→ **Required tasks**:
(1) Summarize the Krishna Kanta Handique biography in two sentences.
(2) Pick up the Krishna Kanta Handique biography right after its last sentence and keep writing.

**** Document extract ****

Sanskrit scholar, Indologist and philanthropist (1898–1982)

Krishna Kanta Handique (20 July 1898 – 7 June 1982) was a Sanskrit scholar, an Indologist, and a philanthropist from Assam. He was a recipient of the civilian honour of the Padma Shri and Padma Bhushan.

==Early life and education==
Krishna Kanta Handique was born on 20 July 1898 in a Tai-Ahom family in Jorhat town of Assam, to Rai-Bahadur Radha Kanta Handique and Narayani Gohain Baruah. His mother was a sister of Padmanath Gohain Baruah. He was educated at Cotton College, Guwahati (1913–15), Sanskrit College, Calcutta (1915–17), Calcutta University (1917–19), Oxford University, Paris University and Berlin University (1920–27). He also studied and learned many languages like Latin, Greek, French, German, Russian, Italian and Spanish. He is known to have known 13 languages: 8 European languages and 5 Indian languages including Pali and Prakrit.

== Career ==
Handique was the founder Vice-Chancellor of Gauhati University for nine years (1948–57). Prior to this he was the founder Principal of J.B. College, Jorhat (1930–48) and established the Hemalata Handique Memorial Institute in Jorhat. He is well known for his munificence to literary and educational foundations. He bequeathed his massive personal library to Guwahati University making available to the public rare and valuable books in 11 languages of the world. He also gave the copyright of all his books to Deccan College PG & Research Institute, Pune; The Jaina Samskriti Samrakshaka Sangh, Maharashtra and Prakrit Test Society, Ahmedabad.

Krishna Kanta Handique was the President of Asam Sahitya Sabha during the Guwahati conference in 1937 at the young age of 39, President of Classical Sanskrit Section, XVI All India Oriental Conference, Lucknow in 1951 and was elected the general President of the Srinagar Session of the same in 1961.

**** Provided material ****

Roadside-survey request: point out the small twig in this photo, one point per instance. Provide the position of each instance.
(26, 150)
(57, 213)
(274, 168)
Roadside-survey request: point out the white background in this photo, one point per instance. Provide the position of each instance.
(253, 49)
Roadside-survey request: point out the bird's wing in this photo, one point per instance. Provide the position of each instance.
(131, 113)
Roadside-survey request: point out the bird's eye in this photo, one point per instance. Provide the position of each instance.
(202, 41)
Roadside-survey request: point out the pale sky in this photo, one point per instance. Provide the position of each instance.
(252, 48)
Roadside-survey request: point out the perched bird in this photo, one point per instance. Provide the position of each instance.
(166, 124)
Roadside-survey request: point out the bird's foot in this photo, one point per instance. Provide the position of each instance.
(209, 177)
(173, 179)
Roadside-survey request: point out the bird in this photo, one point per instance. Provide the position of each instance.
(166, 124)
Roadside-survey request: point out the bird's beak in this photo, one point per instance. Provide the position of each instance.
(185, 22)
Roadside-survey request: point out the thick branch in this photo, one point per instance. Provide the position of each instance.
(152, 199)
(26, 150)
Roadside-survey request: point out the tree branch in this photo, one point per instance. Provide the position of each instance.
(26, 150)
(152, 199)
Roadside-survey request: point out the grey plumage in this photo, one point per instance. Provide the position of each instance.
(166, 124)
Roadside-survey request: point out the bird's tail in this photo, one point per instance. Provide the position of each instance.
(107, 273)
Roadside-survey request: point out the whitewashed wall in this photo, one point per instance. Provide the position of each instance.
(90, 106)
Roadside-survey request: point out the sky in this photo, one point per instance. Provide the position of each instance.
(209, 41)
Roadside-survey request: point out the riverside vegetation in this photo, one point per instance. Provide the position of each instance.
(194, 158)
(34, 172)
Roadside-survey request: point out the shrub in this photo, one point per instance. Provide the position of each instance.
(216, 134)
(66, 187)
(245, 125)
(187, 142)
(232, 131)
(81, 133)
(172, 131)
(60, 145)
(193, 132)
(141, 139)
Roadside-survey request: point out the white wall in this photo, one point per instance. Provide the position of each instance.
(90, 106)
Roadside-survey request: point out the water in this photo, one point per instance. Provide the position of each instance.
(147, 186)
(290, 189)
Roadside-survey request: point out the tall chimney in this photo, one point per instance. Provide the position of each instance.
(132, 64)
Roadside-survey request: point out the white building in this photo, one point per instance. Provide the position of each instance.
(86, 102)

****
**** Provided material ****

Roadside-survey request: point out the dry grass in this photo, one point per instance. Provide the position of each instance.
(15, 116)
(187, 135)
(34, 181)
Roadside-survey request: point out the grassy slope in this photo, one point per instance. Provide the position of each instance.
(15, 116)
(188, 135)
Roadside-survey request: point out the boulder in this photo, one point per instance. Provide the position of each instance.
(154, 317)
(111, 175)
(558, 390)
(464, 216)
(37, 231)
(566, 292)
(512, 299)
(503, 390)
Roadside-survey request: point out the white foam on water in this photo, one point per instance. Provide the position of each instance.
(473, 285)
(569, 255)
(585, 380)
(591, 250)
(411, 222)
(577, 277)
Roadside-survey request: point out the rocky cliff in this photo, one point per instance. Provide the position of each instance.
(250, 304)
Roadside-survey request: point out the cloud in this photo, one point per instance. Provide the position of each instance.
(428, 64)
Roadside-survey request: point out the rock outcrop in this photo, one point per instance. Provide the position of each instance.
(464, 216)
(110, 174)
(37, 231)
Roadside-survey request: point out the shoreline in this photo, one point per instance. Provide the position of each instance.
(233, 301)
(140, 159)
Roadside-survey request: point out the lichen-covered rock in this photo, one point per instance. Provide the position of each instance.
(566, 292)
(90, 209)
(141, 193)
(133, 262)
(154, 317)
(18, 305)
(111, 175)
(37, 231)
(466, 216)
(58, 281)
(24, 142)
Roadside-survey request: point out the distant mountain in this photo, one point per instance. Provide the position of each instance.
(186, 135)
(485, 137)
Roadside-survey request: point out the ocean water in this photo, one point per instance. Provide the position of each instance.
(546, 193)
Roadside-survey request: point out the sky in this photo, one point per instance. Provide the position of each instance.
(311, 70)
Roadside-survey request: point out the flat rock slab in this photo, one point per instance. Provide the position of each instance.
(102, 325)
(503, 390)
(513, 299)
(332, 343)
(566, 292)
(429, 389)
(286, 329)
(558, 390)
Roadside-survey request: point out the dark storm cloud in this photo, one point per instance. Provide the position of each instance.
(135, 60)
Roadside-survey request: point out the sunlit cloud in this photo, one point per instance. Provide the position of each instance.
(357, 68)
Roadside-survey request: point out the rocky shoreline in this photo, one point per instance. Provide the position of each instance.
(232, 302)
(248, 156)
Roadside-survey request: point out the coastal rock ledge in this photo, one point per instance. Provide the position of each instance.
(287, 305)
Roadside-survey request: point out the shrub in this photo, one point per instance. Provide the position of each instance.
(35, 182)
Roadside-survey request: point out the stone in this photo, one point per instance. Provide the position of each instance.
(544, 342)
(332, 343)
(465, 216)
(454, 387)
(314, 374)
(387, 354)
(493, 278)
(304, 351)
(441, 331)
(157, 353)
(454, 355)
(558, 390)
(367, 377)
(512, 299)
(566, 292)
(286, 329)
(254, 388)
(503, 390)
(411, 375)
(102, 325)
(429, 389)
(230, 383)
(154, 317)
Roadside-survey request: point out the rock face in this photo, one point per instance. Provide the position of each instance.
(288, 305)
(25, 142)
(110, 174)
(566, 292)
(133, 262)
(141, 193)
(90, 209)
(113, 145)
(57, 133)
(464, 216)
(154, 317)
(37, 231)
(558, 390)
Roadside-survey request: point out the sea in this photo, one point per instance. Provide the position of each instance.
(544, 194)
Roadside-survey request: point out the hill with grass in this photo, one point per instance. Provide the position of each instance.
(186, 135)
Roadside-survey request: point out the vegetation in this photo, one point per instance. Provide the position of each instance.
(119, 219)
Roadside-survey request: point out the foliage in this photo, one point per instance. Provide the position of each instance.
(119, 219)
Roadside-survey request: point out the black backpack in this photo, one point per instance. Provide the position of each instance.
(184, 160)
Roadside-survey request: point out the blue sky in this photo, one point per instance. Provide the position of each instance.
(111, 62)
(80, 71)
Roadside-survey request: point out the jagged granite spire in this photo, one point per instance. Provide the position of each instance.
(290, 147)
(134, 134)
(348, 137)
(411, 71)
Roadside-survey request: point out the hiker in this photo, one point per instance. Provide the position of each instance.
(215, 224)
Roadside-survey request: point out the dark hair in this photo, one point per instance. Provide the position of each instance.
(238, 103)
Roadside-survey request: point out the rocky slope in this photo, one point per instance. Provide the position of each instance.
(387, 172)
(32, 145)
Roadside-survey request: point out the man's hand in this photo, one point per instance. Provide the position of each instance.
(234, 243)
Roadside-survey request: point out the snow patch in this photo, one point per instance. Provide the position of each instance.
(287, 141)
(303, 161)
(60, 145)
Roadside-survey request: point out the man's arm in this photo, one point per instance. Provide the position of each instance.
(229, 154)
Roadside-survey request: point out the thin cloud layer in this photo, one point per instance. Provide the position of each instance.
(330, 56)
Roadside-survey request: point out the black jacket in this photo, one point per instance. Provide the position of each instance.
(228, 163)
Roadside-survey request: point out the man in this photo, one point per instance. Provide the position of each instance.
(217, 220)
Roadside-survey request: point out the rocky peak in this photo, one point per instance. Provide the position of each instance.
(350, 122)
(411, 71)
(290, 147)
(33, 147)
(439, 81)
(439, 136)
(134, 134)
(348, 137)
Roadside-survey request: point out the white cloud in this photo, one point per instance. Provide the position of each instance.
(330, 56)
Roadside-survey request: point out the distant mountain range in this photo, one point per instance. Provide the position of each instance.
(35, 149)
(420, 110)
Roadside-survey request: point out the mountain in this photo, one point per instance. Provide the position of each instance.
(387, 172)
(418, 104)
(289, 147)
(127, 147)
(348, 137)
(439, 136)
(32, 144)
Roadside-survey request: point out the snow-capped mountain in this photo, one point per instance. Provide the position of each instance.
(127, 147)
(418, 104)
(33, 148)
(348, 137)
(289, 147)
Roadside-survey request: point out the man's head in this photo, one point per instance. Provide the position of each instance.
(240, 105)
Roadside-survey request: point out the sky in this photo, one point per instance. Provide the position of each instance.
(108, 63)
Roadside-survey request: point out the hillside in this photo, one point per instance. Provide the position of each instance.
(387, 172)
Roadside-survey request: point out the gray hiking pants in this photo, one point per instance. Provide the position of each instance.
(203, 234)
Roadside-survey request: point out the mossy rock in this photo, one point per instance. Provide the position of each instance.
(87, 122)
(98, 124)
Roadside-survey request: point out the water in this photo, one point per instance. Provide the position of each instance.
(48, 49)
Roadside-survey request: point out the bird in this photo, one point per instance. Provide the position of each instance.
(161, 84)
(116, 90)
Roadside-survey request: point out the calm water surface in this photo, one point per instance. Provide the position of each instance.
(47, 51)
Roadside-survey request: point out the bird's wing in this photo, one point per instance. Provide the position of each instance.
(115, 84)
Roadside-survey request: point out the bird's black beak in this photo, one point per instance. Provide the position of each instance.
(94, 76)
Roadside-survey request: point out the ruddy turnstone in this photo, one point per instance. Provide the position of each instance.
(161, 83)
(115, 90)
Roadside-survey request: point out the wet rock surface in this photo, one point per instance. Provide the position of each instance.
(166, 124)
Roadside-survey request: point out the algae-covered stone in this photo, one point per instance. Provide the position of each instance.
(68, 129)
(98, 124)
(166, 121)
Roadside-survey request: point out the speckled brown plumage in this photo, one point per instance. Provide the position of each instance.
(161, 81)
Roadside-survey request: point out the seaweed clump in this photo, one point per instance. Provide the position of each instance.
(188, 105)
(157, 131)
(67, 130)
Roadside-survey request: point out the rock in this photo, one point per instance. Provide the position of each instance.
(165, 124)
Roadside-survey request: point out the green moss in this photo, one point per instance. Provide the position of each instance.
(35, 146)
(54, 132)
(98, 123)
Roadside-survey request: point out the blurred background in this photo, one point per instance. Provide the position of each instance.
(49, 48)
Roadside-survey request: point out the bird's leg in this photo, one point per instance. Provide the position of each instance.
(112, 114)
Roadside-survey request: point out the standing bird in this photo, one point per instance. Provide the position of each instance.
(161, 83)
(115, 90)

****
**** Provided material ****

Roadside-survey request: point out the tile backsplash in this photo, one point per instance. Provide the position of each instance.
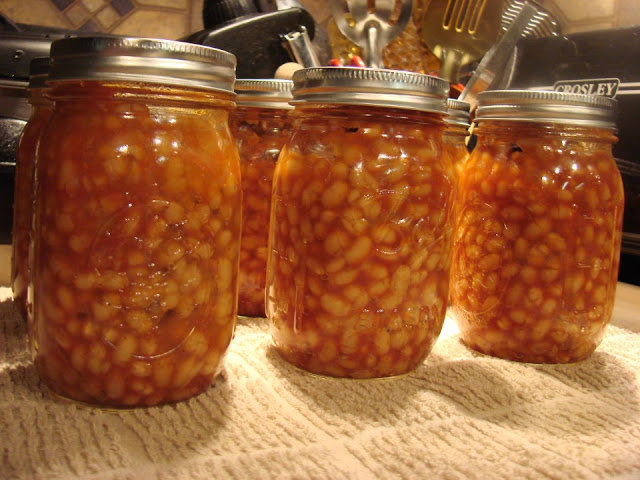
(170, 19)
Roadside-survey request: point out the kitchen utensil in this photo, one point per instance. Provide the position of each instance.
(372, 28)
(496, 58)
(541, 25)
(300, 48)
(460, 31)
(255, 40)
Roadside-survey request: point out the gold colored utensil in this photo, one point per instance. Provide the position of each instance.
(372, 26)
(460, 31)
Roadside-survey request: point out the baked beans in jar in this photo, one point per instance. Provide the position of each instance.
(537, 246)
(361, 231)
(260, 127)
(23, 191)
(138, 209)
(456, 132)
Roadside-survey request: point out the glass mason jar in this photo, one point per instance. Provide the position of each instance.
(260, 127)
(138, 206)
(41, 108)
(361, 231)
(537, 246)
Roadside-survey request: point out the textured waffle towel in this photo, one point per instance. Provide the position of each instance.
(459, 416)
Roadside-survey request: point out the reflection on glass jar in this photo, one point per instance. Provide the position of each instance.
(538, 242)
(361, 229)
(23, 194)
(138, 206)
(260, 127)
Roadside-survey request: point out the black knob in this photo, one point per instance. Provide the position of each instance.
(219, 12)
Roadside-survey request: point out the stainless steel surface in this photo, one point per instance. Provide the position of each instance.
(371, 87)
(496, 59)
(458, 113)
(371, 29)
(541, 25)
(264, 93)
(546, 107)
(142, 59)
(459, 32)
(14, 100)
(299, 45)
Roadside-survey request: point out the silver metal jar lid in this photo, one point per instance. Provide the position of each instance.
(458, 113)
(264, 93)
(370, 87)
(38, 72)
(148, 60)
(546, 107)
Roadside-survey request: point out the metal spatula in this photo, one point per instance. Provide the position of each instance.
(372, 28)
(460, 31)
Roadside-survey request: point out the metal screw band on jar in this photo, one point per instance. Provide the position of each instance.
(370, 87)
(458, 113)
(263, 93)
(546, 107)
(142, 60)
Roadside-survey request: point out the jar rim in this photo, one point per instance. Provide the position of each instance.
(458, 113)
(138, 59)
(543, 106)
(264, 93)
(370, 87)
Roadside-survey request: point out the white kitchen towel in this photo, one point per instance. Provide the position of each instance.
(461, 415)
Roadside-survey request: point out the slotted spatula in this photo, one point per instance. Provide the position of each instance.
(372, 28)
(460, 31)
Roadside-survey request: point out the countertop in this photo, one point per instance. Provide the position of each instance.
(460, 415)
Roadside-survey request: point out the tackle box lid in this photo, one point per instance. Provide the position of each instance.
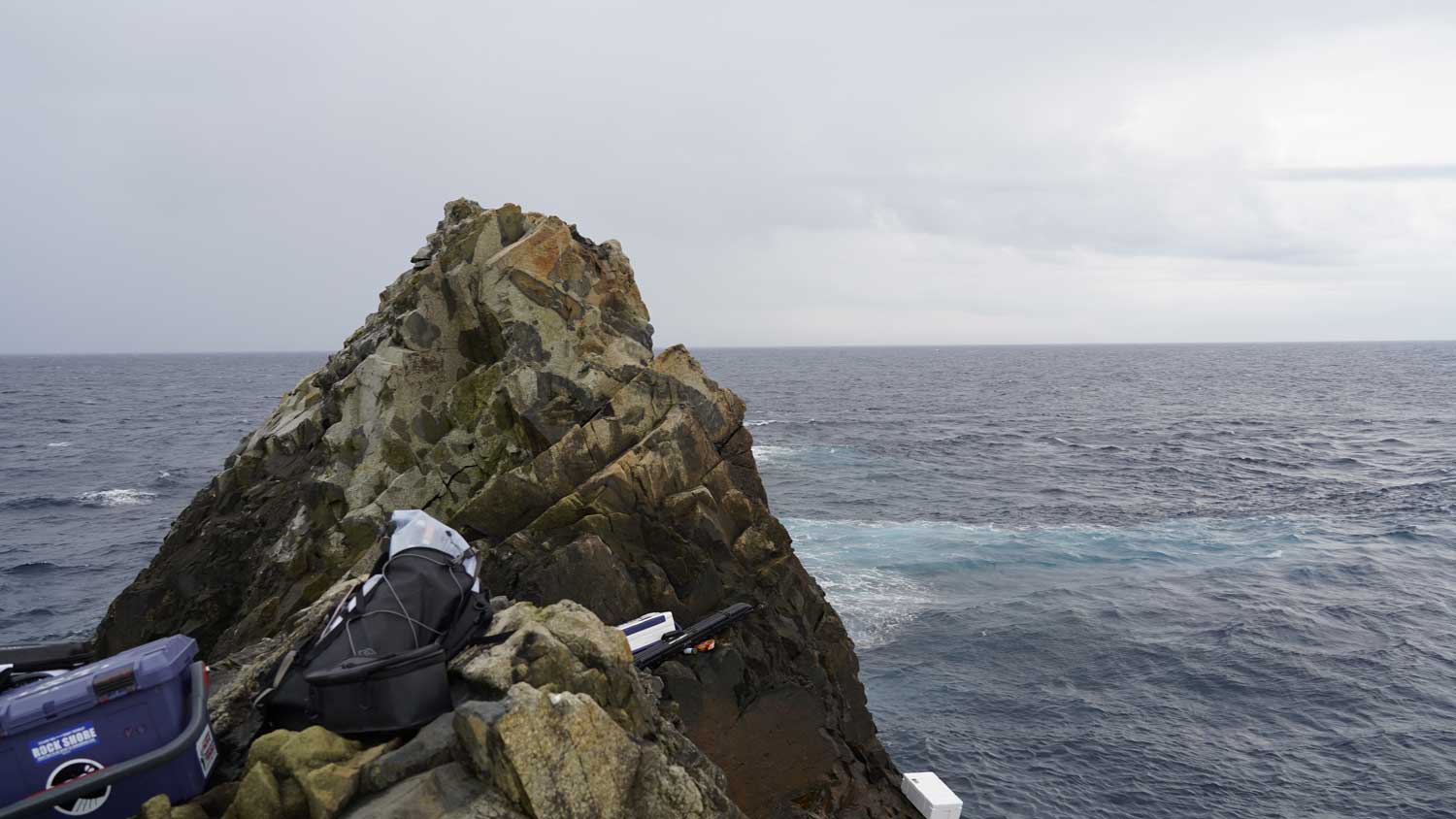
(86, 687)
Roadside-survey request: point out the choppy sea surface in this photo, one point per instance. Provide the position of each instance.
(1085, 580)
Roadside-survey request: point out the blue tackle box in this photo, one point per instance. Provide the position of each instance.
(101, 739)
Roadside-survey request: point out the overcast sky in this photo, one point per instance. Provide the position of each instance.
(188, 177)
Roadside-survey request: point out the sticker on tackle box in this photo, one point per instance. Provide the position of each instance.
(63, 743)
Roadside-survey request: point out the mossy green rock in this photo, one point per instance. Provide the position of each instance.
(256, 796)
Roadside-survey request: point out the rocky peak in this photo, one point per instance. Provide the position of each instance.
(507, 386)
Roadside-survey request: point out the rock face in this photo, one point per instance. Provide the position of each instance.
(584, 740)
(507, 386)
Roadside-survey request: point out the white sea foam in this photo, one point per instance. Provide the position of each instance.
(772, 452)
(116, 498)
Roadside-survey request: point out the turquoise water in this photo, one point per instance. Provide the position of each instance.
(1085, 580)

****

→ **Answers**:
(1) Krishna Kanta Handique (1898–1982) was a Sanskrit scholar, Indologist, and philanthropist from Assam who studied in India and Europe, knew 13 languages, and received the Padma Shri and Padma Bhushan. He was the founder principal of J.B. College, Jorhat, and the founder vice-chancellor of Gauhati University, and he left his large personal library and the copyrights of his books to institutions.

(2)
== Personal life ==
After his return from Europe in 1927, Handique married Hemolata Gohain in February 1928, the daughter of Uma Charan Gohain of Nowgong. They remained married until her death on 20 July 1961. Together they had two daughters, Promila and Ahalya, and one son, Bijoy Krishna. Promila was married to Damburudhar Gogoi, while Ahalya married Buddindra Nath Gogoi.

== Legacy ==
The Indian Posts and Telegraphs Dept. issued a commemorative stamp in honor of Handique on 7 October 1983. The Govt of Assam has instituted the prestigious Krishna Kanta Handique Memorial Award in his honour in the field of promotion of Sanskrit language and literature.

Handique was posthumously awarded the Sahitya Akademi Award in 1985 for his book Krishnakanta Handiqui Rachana Sambhar, a collection of 20 critical essays. For its critical insight and analytical approach, the work has been regarded as a significant contribution to contemporary Assamese literature.

==Works==
Handique, the Sanskrit scholar is known for his three major works:
- Naisadhacarita of Sriharsa, 1934
- Yaśastilaka and Indian Culture 1949 (on Yashastilaka)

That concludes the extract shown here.